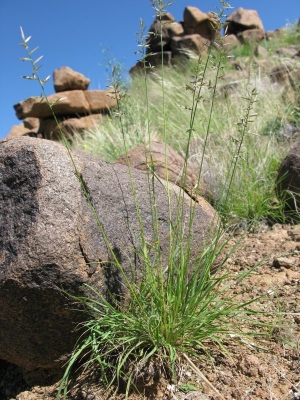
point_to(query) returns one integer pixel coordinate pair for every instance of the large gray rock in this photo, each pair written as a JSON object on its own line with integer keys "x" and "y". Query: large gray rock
{"x": 49, "y": 240}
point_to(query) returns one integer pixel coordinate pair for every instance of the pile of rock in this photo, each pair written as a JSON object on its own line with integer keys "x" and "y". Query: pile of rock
{"x": 168, "y": 39}
{"x": 75, "y": 107}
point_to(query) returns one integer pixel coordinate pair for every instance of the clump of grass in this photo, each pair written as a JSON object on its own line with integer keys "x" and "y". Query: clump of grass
{"x": 179, "y": 308}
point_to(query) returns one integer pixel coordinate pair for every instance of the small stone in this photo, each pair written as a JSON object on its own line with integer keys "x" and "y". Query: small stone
{"x": 283, "y": 262}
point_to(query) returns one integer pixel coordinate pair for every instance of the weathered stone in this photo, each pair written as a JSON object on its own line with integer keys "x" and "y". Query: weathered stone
{"x": 175, "y": 29}
{"x": 72, "y": 102}
{"x": 31, "y": 123}
{"x": 250, "y": 35}
{"x": 288, "y": 51}
{"x": 161, "y": 33}
{"x": 50, "y": 241}
{"x": 27, "y": 126}
{"x": 241, "y": 20}
{"x": 17, "y": 130}
{"x": 230, "y": 42}
{"x": 204, "y": 24}
{"x": 260, "y": 51}
{"x": 288, "y": 179}
{"x": 153, "y": 59}
{"x": 159, "y": 153}
{"x": 273, "y": 34}
{"x": 66, "y": 79}
{"x": 194, "y": 43}
{"x": 50, "y": 130}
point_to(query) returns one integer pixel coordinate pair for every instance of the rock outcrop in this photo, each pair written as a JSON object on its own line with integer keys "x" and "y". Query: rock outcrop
{"x": 76, "y": 108}
{"x": 168, "y": 39}
{"x": 50, "y": 240}
{"x": 245, "y": 24}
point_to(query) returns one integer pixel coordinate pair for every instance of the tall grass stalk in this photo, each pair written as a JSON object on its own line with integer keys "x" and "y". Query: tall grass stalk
{"x": 179, "y": 308}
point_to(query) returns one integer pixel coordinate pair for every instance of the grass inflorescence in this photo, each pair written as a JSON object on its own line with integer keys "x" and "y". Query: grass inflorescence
{"x": 181, "y": 307}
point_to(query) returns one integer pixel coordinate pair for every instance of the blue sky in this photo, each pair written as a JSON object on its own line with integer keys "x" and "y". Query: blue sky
{"x": 70, "y": 33}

**Instructions for the task**
Rewrite every line of the listing with "photo" changed to "image" and everything else left as it is. Omit the pictures from your version.

**Result below**
point_to(query) returns one integer pixel coordinate pair for every instance of the large gray rock in this image, each pair written as a JSON object on its own line with integer keys "x" and "y". Query: large gray rock
{"x": 49, "y": 240}
point_to(query) returns one integer pixel coordinate pair for every instance of the pile of rock in this image, each pair written as a JSON object on its own line with integer keys "x" and "y". Query: pile of rock
{"x": 168, "y": 39}
{"x": 75, "y": 107}
point_to(query) returns one integer pixel coordinate pair for every instance of the clump of grass in this image, each pair written as a JSON object on its own line with integer keys "x" and "y". Query: clump of grass
{"x": 179, "y": 308}
point_to(query) returns one integer pixel coordinate pair for every instance of the small stone in this image, each pair written as a JSON object on its own line with integer keys "x" and "y". Query: small stone
{"x": 283, "y": 262}
point_to(query) returns one integer pixel coordinate pair for every instance of the weathered stone in this image, each pair written as a JSON object on its own line with integer keys "x" and "y". Query: weathered stone
{"x": 175, "y": 29}
{"x": 72, "y": 102}
{"x": 31, "y": 123}
{"x": 250, "y": 35}
{"x": 288, "y": 51}
{"x": 161, "y": 33}
{"x": 50, "y": 241}
{"x": 27, "y": 126}
{"x": 241, "y": 20}
{"x": 17, "y": 130}
{"x": 230, "y": 42}
{"x": 204, "y": 24}
{"x": 260, "y": 51}
{"x": 288, "y": 179}
{"x": 153, "y": 59}
{"x": 159, "y": 153}
{"x": 273, "y": 34}
{"x": 66, "y": 79}
{"x": 194, "y": 43}
{"x": 50, "y": 130}
point_to(query) returns one integer pixel coordinate pair for every instance of the rock outcrop in this image, each pair written as a JSON object on its own line with integer keys "x" and "y". Query: rock outcrop
{"x": 76, "y": 108}
{"x": 168, "y": 39}
{"x": 50, "y": 240}
{"x": 245, "y": 24}
point_to(query) returns one integer pixel coordinate pair for every instance of the tall grass stalk in this image, each pair written as a JSON object on its own line with integer keys "x" and "y". Query: tall grass stalk
{"x": 179, "y": 308}
point_to(query) returns one integer pixel coordinate pair for every instance of the grass inflorescence in this image, each pair written as a JSON object on its own line with integer keys "x" and "y". Query: grass inflorescence
{"x": 181, "y": 307}
point_to(query) returns one integer pixel coordinate pair for every instance of the blue sky in this image, each pair written as a JSON object on its own line with integer keys "x" and "y". Query: blue sky
{"x": 70, "y": 33}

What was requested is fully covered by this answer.